• [ARBEITSAUFTRÄGE]
- a) Wie viel kostete das zweitägige Seminar im April laut der Anfrage zu Abschiebungsfortbildungen pro Person?
- b) Übersetzen Sie den Satz „Kostenpunkt des zweitägigen Seminars im April waren 450 Euro pro Person.“ aus der Anfrage zu Abschiebungsfortbildungen ins Englische.
- c) Schreiben Sie aus der Anfrage zu Abschiebungsfortbildungen den Abschnitt von "Der Anbieter „Kommunales" bis einschließlich "gelehrt werden soll." wortgetreu ab.

• [AUSGEWÄHLTER AUSZUG]

+===+

Teilnahme der Ausländerbehörde an Abschiebungsfortbildungen

Rat
Stadtrat

Anfrage des Ratsmitglieds Helmut Born zur Sitzung des Rates am 17.05.2023 (RAT/181/2023):

Anfang April machten Aktivist:innen des Bündnisses „Abschiebegefängnis verhindern – in Düsseldorf und überall“ in einer Pressemitteilung1 auf ein Seminar des „Kommunalen Bildungswerks“ aufmerksam, in welchem Mitarbeiter:innen der Ausländerbehörde lernen sollten, rechtssichere, bzw. schnellere Abschiebungen durchzuführen. Kostenpunkt des zweitägigen Seminars im April waren 450 Euro pro Person.

Der Anbieter „Kommunales Bildungswerk e.V.“ führt rund 70 Seminare mit teilweise juristischen, teilweise praktischen Schwerpunkten zu Themenbereichen der Ausländerbehörde durch. Auf der Webseite des Anbieters finden sich diese Seminare mit Titeln wie „Der/die Ausländer:in in Haft“, „Neue Wege der Aufenthaltsbeendigung (...) Durchsetzung der Ausreisepflicht“, „Gefälschten Ausweisdokumente sicher erkennen (...)“, „Ausreisepflicht und Rückkehr:
Vollzugsprobleme in der ausländerbehördlichen Praxis – ein Workshop für Anwender:innen“ oder „Ausländerrecht – spezielle Probleme: Scheinehen mit Ausländern – Erkennen, Ermitteln, erforderliche Maßnahmen, Verwaltungsverfahren“.

Im kommenden Monat werden in Düsseldorf wieder Seminare zu ausländerbehördlichen Themen stattfinden, in welchen beispielsweise die Abschiebung von Menschen selbst “bei medizinischen Problemen”2 gelehrt werden soll.

+===+

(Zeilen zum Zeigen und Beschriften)
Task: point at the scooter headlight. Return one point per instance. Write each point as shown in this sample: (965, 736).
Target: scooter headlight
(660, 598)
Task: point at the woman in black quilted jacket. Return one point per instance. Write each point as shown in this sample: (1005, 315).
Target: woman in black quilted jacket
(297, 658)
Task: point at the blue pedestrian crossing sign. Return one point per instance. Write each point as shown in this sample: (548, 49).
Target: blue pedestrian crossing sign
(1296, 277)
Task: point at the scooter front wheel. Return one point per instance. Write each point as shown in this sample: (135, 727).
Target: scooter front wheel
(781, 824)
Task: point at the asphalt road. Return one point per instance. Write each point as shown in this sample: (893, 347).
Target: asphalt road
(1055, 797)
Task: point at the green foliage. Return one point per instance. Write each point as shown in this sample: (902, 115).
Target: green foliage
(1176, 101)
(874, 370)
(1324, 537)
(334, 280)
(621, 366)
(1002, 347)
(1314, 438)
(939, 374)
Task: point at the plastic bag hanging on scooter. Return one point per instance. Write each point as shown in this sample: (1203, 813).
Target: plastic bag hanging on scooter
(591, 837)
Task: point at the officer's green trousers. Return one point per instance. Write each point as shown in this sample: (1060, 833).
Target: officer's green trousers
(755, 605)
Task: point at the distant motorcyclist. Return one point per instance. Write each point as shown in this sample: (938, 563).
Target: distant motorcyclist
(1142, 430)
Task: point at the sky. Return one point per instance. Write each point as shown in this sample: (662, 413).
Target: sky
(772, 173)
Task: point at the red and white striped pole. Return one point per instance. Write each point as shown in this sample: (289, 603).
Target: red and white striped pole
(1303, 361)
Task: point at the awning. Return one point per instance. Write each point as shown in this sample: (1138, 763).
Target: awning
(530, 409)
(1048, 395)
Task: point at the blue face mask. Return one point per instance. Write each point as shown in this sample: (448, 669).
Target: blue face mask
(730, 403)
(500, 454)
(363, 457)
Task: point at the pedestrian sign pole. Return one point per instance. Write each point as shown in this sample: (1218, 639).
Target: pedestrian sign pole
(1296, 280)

+===+

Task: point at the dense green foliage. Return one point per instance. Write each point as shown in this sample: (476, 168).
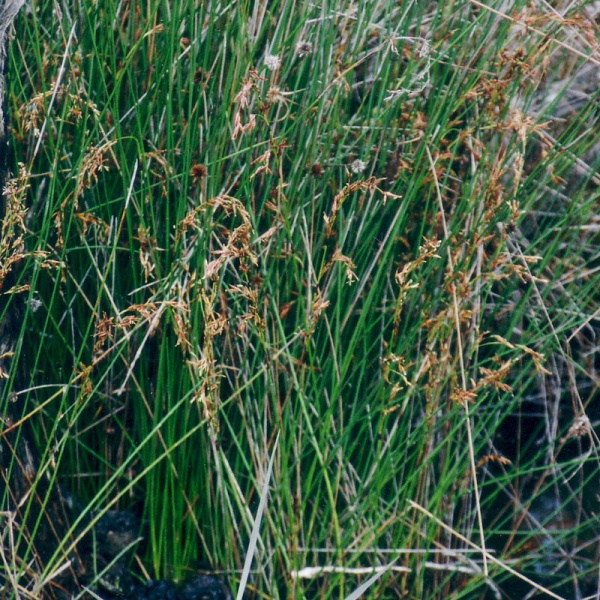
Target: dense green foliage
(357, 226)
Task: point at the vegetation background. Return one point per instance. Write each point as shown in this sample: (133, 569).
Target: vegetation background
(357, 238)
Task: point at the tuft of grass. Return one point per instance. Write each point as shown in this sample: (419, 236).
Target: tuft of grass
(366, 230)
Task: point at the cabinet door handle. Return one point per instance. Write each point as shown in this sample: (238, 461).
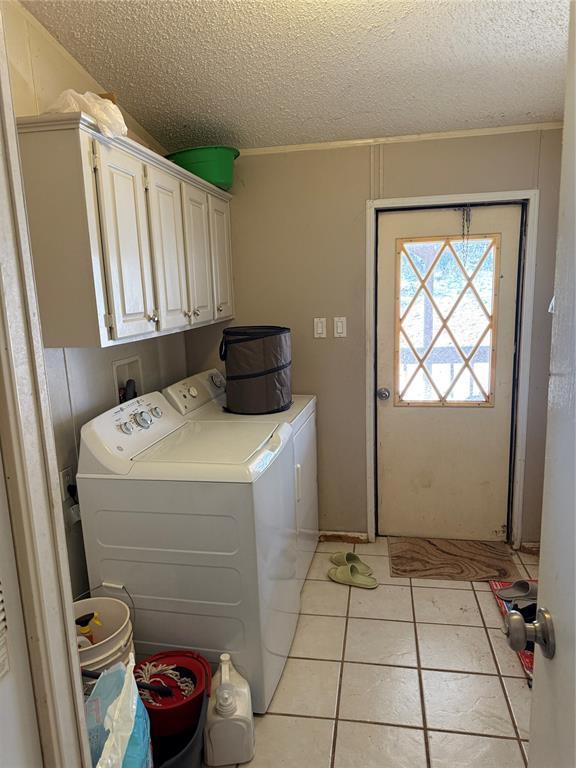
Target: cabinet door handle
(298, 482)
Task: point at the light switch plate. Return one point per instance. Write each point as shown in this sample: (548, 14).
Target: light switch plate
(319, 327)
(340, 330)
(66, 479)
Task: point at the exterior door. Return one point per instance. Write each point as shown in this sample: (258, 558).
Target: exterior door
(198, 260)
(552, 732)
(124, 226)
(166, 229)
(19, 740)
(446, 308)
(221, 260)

+===+

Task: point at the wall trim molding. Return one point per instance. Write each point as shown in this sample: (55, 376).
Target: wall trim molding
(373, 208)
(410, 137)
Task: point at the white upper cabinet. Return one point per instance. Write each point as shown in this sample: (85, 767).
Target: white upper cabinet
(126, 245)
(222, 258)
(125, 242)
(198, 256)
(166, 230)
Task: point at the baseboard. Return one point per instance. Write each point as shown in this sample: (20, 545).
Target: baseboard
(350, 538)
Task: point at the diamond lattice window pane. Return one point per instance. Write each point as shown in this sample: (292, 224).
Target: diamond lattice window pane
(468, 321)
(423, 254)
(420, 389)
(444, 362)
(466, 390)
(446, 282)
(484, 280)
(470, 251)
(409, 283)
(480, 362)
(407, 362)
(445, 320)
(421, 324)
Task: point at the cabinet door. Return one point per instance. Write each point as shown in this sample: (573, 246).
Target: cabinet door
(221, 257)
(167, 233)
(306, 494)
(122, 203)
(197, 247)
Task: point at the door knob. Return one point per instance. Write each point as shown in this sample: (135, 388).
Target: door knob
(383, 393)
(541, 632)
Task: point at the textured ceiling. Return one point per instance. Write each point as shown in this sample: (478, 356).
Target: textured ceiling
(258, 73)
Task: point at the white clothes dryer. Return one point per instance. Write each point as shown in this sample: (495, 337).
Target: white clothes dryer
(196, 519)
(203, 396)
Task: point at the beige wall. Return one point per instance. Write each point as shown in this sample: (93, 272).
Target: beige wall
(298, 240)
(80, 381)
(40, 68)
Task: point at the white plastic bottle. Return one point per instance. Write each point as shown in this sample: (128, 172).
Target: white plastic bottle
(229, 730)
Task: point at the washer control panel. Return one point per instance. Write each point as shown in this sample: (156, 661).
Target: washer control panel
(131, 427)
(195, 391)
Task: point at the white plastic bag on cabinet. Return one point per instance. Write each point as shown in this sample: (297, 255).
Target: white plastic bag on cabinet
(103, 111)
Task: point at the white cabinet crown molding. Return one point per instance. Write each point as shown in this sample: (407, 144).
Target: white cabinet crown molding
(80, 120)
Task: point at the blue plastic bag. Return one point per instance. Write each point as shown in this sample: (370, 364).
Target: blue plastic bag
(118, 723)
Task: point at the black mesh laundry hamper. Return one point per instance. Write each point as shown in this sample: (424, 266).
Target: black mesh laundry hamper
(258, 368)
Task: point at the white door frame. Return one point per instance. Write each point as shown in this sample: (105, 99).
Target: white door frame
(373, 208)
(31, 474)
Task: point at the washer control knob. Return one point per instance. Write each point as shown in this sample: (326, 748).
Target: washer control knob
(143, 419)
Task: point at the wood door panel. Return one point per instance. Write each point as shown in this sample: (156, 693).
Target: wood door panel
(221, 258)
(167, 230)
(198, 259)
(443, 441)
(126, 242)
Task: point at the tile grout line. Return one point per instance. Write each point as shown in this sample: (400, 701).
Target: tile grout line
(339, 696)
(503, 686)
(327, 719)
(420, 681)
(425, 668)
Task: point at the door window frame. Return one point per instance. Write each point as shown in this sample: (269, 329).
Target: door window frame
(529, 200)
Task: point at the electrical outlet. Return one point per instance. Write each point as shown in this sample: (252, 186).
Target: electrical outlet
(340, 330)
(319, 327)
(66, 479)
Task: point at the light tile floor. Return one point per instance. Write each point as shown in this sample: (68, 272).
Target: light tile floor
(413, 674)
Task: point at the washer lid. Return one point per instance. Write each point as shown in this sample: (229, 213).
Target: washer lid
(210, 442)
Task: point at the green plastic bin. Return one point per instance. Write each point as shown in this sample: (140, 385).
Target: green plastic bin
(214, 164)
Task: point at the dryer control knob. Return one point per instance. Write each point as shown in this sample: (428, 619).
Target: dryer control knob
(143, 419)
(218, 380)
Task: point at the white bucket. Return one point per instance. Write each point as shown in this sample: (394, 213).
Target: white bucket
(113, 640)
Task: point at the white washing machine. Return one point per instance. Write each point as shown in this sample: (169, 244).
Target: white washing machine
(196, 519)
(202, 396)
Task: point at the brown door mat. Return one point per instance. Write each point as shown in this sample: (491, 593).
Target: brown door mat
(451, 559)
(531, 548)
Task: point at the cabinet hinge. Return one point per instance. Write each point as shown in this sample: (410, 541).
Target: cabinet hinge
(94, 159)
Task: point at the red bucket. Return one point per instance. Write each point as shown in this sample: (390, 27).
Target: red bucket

+===+

• [DIE ANTWORTEN]
- a) 450 Euro pro Person.

- b) The two-day seminar in April cost 450 euros per person.

- c)
Der Anbieter „Kommunales Bildungswerk e.V.“ führt rund 70 Seminare mit teilweise juristischen, teilweise praktischen Schwerpunkten zu Themenbereichen der Ausländerbehörde durch. Auf der Webseite des Anbieters finden sich diese Seminare mit Titeln wie „Der/die Ausländer:in in Haft“, „Neue Wege der Aufenthaltsbeendigung (...) Durchsetzung der Ausreisepflicht“, „Gefälschten Ausweisdokumente sicher erkennen (...)“, „Ausreisepflicht und Rückkehr:
Vollzugsprobleme in der ausländerbehördlichen Praxis – ein Workshop für Anwender:innen“ oder „Ausländerrecht – spezielle Probleme: Scheinehen mit Ausländern – Erkennen, Ermitteln, erforderliche Maßnahmen, Verwaltungsverfahren“.

Im kommenden Monat werden in Düsseldorf wieder Seminare zu ausländerbehördlichen Themen stattfinden, in welchen beispielsweise die Abschiebung von Menschen selbst “bei medizinischen Problemen”2 gelehrt werden soll.